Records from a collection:
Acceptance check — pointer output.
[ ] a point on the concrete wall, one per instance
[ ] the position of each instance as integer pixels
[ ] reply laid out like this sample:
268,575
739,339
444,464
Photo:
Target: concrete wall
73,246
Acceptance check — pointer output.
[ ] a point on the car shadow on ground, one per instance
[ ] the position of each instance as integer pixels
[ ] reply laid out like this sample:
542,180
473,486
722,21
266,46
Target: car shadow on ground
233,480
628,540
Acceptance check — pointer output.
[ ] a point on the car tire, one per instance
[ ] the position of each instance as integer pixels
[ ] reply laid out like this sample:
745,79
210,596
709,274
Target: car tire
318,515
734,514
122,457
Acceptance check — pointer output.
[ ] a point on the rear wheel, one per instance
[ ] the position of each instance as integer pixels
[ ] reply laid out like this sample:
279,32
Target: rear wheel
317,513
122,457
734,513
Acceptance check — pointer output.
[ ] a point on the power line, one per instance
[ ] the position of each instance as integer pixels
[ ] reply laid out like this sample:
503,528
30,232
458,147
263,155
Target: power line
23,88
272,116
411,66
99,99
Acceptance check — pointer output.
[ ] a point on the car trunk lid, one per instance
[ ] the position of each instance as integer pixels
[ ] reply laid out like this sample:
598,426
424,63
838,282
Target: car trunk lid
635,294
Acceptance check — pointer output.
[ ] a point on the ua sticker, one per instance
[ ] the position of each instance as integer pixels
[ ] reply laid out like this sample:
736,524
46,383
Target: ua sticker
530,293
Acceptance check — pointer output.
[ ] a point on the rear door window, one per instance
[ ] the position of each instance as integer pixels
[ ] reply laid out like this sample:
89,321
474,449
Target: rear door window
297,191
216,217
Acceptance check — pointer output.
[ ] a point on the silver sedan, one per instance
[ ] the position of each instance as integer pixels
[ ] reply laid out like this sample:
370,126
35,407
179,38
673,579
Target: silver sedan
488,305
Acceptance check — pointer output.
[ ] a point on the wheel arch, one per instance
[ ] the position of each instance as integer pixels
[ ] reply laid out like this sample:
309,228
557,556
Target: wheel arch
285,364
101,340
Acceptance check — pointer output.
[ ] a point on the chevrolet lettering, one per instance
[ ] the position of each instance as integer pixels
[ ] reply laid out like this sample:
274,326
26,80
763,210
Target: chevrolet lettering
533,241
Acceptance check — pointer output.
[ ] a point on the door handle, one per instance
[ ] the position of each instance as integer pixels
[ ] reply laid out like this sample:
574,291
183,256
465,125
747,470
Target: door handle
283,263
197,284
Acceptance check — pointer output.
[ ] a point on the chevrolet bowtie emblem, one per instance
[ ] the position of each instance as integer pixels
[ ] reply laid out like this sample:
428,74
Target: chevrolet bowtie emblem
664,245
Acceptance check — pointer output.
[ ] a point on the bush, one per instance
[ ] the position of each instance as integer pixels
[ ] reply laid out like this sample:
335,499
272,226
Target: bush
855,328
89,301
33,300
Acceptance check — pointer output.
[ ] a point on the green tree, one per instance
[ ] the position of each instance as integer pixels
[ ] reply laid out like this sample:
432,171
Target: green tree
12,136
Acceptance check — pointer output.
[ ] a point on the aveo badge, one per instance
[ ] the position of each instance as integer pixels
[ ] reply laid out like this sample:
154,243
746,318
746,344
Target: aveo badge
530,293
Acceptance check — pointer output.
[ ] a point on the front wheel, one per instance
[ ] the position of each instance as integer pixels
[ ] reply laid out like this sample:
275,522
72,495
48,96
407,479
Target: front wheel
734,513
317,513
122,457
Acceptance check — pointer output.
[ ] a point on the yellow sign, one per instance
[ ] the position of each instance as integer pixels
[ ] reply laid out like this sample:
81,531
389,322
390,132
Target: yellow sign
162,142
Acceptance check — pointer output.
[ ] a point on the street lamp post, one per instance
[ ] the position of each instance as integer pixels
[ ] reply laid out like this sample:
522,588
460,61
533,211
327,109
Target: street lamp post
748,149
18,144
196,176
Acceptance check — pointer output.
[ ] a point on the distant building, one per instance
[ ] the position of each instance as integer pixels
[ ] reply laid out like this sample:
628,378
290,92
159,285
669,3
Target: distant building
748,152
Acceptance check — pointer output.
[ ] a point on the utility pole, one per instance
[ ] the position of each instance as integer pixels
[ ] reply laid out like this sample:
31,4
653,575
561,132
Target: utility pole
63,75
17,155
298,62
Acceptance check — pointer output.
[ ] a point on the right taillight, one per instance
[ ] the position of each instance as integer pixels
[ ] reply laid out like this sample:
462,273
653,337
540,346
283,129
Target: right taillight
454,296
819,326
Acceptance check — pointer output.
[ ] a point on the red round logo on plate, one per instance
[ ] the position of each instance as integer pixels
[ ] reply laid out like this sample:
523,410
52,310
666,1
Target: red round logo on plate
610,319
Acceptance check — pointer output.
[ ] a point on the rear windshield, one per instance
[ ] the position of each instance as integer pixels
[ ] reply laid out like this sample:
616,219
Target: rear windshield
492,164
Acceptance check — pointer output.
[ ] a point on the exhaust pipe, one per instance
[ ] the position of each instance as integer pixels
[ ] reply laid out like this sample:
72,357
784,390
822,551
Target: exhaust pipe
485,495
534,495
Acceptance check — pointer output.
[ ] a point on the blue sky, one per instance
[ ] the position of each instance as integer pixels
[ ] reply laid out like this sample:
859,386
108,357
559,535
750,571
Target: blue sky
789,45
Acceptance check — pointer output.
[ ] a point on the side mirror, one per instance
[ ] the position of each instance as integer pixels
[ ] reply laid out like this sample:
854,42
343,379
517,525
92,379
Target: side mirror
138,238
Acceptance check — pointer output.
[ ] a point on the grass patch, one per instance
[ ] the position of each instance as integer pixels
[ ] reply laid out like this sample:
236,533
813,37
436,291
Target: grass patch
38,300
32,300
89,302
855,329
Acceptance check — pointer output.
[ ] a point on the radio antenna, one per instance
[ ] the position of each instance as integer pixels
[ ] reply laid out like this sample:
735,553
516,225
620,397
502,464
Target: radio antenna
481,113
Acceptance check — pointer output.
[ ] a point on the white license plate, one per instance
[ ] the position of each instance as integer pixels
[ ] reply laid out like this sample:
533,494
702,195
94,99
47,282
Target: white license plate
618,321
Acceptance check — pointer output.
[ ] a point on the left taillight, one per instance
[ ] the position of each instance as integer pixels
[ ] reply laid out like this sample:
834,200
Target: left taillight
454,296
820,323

→ **SET PROBLEM**: Collect every line of the listing above that contains the string "wall".

→ **THE OUTPUT**:
[ ] a point on the concrete wall, one per instance
Target: concrete wall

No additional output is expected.